STATED GOAL 1: In the passage on Orwell, what name does Britain carry in the dystopian future of Nineteen Eighty-Four?
STATED GOAL 2: Write out the stretch of the passage on Orwell from "I was just getting" through "a better society.", word for word.
-- Start SELECTED TEXT --
To those people who tell me that they’re not interested in politics, I often say: “But politics is interested in you!”

I have long been haunted by a scene in George Orwell’s great novel Nineteen Eighty-Four. Winston Smith, the hero, is forced to watch propaganda films depicting acts of war and destruction. He is moved by something he sees: a woman trying to protect a child by wrapping her arm around him as they are attacked. It’s a futile gesture. She cannot shield the boy or stop the bullets but she embraces him all the same – before, as Orwell writes, “The helicopter blew them both to pieces.”

For Winston, what Orwell calls the “enveloping, protecting gesture” of the woman’s arm comes to symbolise something profoundly human – an expression of selflessness and of unconditional love in an unforgiving world. Scenes such as this we now witness daily in footage from the besieged eastern Aleppo and other Syrian towns, people in extreme situations showing extraordinary dignity and kindness.

I read Nineteen Eighty-Four for the first time in late adolescence. I’d dropped out of sixth-form college without completing my A-levels and was commuting on a coach from my parents’ house in Hertfordshire to London, where I worked as a junior clerk for the Electricity Council. During this long daily journey – sometimes two hours each way – I started to read seriously for the first time in my life.

I was just getting interested in politics – this was the high tide of the Thatcher years – and Orwell’s portrayal of a dystopian future in which Britain (renamed “Airstrip One”) had become a Soviet-style totalitarian state was bleakly fascinating. Fundamentally the book seemed to me to be about the deep ­human yearning for political change – about the never-ending dream of conserving or creating a better society.

Nineteen Eighty-Four was published in 1949 (Orwell died in January 1950, aged 46), at a time of rationing and austerity in Britain – but also of renewal. Under the leadership of Clement Attlee, Winston Churchill’s deputy in the wartime coalition, the Labour government was laying the foundations of what became the postwar settlement.

The National Health Service and the welfare state were created. Essential industries such as the railways were nationalised. The Town and Country Planning Act was passed, opening the way for the redevelopment of tracts of land. Britain’s independent nuclear deterrent was commissioned. New towns were established – such as Harlow in Essex, where I was born and brought up.
-- End SELECTED TEXT --
-- Start EXTRACTED INFORMATION --
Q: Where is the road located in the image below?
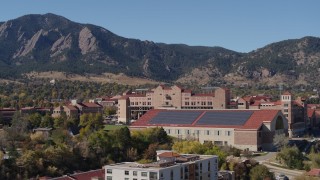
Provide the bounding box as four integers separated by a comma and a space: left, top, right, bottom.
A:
263, 163, 305, 179
254, 152, 305, 179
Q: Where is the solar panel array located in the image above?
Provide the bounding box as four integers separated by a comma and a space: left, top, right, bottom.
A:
196, 111, 253, 125
149, 111, 202, 124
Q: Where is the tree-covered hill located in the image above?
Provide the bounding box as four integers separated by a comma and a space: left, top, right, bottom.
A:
0, 14, 320, 84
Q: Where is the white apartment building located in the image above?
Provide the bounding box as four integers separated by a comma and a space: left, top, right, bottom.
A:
104, 151, 218, 180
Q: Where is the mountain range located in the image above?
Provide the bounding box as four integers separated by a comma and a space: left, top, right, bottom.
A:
0, 14, 320, 86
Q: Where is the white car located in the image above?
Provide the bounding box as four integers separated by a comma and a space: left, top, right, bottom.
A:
276, 174, 289, 180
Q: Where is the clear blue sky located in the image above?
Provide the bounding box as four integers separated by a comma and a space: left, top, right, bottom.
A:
0, 0, 320, 52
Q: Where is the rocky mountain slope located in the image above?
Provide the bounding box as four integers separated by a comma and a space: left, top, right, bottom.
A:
0, 14, 320, 84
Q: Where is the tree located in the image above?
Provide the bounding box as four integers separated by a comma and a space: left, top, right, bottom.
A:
104, 106, 117, 116
273, 133, 289, 150
79, 113, 103, 137
277, 146, 303, 169
27, 113, 42, 128
143, 143, 159, 161
40, 114, 54, 128
249, 165, 274, 180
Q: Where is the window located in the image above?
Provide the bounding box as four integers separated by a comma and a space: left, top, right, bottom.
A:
176, 129, 180, 134
194, 130, 200, 135
224, 131, 231, 136
107, 169, 112, 174
214, 130, 220, 136
141, 172, 148, 177
149, 172, 158, 179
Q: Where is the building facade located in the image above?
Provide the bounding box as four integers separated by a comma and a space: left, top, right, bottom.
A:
118, 85, 230, 123
237, 91, 306, 137
130, 109, 288, 151
104, 151, 218, 180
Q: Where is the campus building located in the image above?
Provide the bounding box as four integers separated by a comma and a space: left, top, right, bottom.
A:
104, 151, 218, 180
237, 91, 308, 137
118, 85, 230, 123
52, 100, 103, 118
130, 109, 288, 151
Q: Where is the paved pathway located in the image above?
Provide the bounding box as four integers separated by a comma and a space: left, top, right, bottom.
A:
263, 163, 305, 179
254, 152, 305, 179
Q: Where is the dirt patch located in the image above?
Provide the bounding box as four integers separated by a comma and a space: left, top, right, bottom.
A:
26, 71, 161, 85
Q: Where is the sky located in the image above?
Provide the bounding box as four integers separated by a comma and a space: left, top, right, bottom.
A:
0, 0, 320, 52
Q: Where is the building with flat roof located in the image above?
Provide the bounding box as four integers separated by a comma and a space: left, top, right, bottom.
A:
104, 151, 218, 180
237, 91, 306, 137
117, 85, 230, 123
130, 109, 288, 151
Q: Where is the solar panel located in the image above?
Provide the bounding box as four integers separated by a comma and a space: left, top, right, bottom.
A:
196, 111, 253, 125
149, 111, 201, 124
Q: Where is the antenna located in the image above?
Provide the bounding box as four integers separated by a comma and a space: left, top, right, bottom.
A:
279, 83, 283, 97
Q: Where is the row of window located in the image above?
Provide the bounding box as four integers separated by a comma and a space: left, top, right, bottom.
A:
184, 101, 212, 106
166, 129, 232, 136
130, 102, 151, 106
107, 169, 150, 177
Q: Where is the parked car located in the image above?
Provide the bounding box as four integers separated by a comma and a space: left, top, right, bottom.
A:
276, 174, 289, 180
-- End EXTRACTED INFORMATION --
COMPLETE OUTPUT 1: Airstrip One

COMPLETE OUTPUT 2:
I was just getting interested in politics – this was the high tide of the Thatcher years – and Orwell’s portrayal of a dystopian future in which Britain (renamed “Airstrip One”) had become a Soviet-style totalitarian state was bleakly fascinating. Fundamentally the book seemed to me to be about the deep ­human yearning for political change – about the never-ending dream of conserving or creating a better society.